Below are some records. Print exactly the lines between the one holding "point: one pixel per instance, each like <point>317,397</point>." and the one holding "point: one pixel per instance, each like <point>292,11</point>.", inclusive, and nothing else.
┌────────
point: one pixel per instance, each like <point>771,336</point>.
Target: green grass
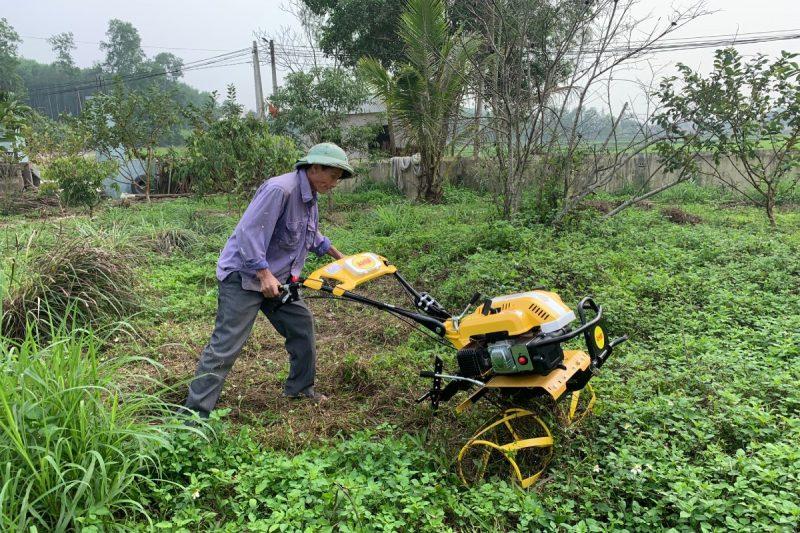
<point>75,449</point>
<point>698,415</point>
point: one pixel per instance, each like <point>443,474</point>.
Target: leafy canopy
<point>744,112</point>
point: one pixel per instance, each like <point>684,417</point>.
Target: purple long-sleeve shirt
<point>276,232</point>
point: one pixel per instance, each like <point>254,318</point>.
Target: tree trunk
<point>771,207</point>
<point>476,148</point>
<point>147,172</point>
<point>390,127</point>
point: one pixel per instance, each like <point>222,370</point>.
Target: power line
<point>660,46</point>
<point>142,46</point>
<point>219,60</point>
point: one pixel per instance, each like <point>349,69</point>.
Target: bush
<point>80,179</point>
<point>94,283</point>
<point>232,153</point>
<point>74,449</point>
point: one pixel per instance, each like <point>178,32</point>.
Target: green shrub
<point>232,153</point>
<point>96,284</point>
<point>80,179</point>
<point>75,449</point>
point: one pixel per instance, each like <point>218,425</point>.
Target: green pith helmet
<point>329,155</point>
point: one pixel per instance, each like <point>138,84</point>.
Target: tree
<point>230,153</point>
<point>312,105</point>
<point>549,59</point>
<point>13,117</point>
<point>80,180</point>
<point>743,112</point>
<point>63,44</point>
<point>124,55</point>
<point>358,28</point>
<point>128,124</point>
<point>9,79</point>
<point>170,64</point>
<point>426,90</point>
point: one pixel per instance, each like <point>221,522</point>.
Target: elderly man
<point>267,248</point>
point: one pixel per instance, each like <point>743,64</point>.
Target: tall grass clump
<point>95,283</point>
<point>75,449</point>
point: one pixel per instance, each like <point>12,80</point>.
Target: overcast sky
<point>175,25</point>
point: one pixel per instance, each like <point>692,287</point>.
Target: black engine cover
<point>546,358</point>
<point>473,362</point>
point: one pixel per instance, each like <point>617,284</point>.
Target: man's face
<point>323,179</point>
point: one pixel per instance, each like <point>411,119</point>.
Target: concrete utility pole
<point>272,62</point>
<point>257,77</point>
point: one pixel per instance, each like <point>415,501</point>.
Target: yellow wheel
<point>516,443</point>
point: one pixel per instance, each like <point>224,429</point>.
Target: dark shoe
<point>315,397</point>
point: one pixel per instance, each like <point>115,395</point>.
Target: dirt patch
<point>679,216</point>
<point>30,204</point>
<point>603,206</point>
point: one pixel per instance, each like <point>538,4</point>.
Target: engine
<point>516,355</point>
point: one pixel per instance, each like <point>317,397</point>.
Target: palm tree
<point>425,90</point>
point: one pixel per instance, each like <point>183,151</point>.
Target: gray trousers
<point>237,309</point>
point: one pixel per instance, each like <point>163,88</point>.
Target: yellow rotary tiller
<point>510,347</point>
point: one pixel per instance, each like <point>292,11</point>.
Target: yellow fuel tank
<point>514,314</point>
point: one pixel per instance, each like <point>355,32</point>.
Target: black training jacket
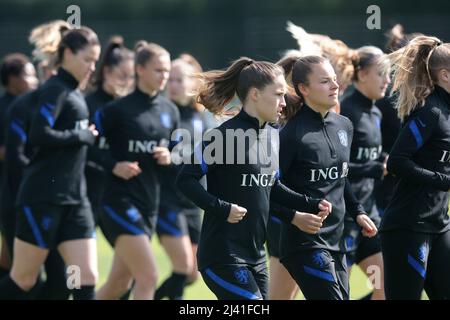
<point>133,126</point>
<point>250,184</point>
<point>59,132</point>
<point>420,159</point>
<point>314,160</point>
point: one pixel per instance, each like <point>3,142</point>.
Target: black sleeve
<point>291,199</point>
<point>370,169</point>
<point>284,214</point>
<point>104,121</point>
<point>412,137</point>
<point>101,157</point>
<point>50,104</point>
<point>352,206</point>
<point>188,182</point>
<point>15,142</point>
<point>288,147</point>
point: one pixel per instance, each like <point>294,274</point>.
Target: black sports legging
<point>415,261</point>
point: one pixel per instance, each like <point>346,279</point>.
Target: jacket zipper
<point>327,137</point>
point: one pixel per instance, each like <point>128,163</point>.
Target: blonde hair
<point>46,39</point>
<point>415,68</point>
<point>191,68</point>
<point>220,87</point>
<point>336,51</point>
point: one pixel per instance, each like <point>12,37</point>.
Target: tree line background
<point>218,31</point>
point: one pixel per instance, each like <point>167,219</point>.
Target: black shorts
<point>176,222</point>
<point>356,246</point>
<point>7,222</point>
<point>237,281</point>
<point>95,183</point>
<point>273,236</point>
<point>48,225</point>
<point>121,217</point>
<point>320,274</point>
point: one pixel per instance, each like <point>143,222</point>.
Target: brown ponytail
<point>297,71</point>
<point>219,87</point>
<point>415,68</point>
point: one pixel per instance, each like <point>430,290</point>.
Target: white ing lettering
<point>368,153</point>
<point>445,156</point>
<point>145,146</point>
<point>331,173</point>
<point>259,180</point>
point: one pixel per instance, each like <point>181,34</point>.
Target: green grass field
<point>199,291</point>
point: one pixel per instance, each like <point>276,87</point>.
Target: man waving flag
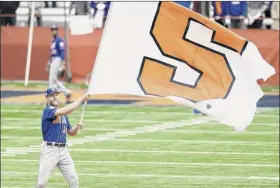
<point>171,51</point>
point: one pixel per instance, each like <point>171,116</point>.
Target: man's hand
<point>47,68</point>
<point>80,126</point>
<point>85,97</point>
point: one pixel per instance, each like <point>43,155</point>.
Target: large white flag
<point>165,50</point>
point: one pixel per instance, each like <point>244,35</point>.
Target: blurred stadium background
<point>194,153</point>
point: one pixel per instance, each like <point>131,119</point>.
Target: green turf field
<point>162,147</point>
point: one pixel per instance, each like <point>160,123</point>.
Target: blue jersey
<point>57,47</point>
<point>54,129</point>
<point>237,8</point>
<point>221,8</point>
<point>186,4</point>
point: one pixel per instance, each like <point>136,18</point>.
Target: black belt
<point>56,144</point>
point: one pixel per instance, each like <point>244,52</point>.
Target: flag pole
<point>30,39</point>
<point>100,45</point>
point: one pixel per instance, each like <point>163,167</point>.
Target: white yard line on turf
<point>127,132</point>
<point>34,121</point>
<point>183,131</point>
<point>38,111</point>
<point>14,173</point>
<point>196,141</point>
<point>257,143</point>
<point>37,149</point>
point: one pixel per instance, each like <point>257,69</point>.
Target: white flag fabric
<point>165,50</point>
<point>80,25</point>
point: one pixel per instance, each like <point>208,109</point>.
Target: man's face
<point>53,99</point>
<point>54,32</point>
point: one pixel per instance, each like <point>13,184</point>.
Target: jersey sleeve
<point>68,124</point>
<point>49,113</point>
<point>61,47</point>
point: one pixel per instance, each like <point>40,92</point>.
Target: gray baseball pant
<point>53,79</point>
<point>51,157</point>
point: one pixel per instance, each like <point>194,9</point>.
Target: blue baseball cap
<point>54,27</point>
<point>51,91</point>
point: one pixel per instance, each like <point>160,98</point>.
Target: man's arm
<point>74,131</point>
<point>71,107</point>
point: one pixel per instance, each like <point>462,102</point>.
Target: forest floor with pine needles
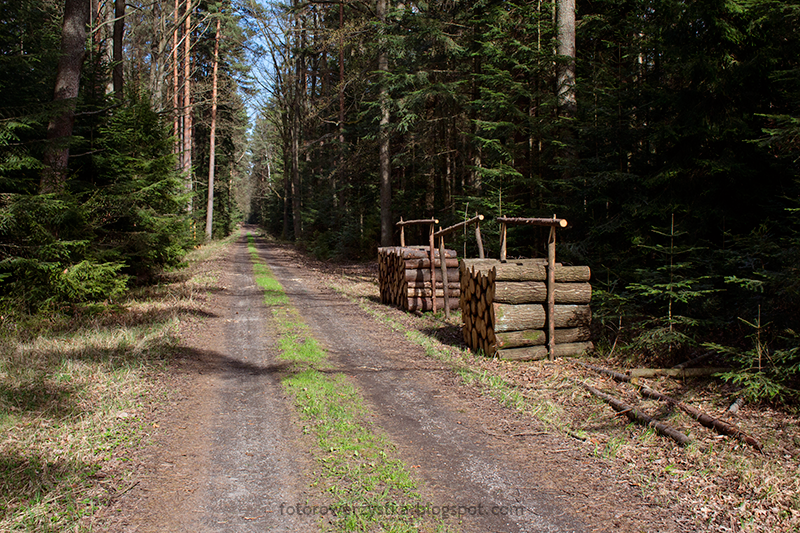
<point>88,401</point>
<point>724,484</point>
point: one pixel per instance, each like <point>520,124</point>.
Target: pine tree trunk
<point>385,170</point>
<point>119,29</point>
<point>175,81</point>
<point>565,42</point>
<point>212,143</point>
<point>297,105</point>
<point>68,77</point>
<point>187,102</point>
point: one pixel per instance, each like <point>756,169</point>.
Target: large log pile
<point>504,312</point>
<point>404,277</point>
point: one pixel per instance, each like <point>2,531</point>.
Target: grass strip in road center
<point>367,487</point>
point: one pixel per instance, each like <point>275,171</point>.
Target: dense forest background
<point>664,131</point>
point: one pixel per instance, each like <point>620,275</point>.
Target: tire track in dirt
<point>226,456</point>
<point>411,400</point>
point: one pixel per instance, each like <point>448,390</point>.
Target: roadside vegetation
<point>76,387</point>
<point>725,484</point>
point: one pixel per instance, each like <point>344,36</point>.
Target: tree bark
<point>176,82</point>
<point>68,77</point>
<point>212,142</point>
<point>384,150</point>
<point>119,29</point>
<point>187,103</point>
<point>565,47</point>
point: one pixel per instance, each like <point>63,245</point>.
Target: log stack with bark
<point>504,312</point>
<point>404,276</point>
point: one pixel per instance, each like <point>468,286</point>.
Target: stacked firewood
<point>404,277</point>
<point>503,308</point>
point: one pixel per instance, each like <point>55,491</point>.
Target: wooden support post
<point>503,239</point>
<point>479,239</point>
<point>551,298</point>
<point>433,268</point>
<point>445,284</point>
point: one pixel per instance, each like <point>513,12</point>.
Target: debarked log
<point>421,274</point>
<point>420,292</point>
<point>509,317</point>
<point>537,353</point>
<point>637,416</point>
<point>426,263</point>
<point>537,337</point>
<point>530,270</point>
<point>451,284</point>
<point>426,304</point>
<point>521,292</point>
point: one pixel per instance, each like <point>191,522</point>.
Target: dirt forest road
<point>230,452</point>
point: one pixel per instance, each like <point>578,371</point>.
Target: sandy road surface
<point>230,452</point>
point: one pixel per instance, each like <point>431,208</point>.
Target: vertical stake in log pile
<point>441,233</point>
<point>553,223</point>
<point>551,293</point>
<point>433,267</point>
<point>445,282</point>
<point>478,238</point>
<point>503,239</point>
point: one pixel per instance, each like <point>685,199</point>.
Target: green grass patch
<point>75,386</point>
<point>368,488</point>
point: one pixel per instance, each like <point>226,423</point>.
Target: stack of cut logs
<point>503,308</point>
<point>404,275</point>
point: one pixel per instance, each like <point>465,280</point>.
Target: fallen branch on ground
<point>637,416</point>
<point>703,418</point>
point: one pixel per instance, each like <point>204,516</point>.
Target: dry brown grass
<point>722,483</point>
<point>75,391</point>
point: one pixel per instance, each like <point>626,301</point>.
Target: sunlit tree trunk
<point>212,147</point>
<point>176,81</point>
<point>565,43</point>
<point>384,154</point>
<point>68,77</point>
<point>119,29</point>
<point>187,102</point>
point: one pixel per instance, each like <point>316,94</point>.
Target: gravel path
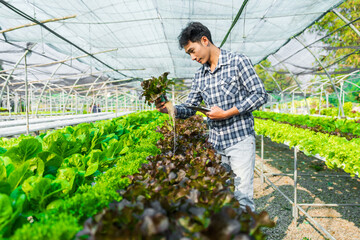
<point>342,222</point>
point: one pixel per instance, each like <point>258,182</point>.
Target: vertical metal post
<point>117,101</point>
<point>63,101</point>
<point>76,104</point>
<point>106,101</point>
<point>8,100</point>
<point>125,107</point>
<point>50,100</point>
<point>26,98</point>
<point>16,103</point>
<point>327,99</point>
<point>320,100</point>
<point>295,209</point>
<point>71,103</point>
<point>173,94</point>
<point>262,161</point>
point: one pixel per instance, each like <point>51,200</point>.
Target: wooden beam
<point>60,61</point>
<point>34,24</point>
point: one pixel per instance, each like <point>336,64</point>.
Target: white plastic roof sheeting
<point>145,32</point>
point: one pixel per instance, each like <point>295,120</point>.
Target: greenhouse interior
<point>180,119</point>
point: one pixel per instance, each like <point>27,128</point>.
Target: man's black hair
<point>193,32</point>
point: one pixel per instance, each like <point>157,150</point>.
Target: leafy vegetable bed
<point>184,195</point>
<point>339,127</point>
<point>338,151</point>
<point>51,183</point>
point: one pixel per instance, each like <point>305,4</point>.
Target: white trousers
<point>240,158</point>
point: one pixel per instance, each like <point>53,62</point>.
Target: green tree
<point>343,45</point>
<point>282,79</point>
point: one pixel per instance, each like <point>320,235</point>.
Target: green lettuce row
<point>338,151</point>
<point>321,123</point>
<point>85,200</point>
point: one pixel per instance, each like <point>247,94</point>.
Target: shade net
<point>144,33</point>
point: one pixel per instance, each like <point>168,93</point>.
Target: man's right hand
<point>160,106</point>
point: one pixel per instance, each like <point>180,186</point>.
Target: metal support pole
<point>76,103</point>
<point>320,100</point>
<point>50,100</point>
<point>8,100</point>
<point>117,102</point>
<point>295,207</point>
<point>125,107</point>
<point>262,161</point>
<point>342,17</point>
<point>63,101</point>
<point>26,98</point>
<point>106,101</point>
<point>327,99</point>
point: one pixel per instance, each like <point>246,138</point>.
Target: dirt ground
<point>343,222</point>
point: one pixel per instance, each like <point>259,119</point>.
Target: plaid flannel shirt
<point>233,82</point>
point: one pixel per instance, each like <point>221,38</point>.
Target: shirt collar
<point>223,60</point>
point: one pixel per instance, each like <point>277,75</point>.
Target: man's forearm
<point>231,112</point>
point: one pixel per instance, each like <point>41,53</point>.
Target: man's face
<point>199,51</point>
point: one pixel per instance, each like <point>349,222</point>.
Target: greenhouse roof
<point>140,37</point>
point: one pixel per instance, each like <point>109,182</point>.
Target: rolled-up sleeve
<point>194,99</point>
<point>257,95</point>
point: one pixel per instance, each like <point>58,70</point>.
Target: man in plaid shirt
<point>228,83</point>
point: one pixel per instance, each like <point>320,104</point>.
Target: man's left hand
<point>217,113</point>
└────────
### Answer below
point: one pixel per instance, each like <point>317,397</point>.
Target: palm tree
<point>425,90</point>
point: one pixel per instance, each like <point>183,151</point>.
Target: gray trousers
<point>237,309</point>
point: one pixel per instance, each like <point>163,88</point>.
Target: yellow rotary tiller
<point>510,347</point>
point: one pixel per instance, each like <point>292,11</point>.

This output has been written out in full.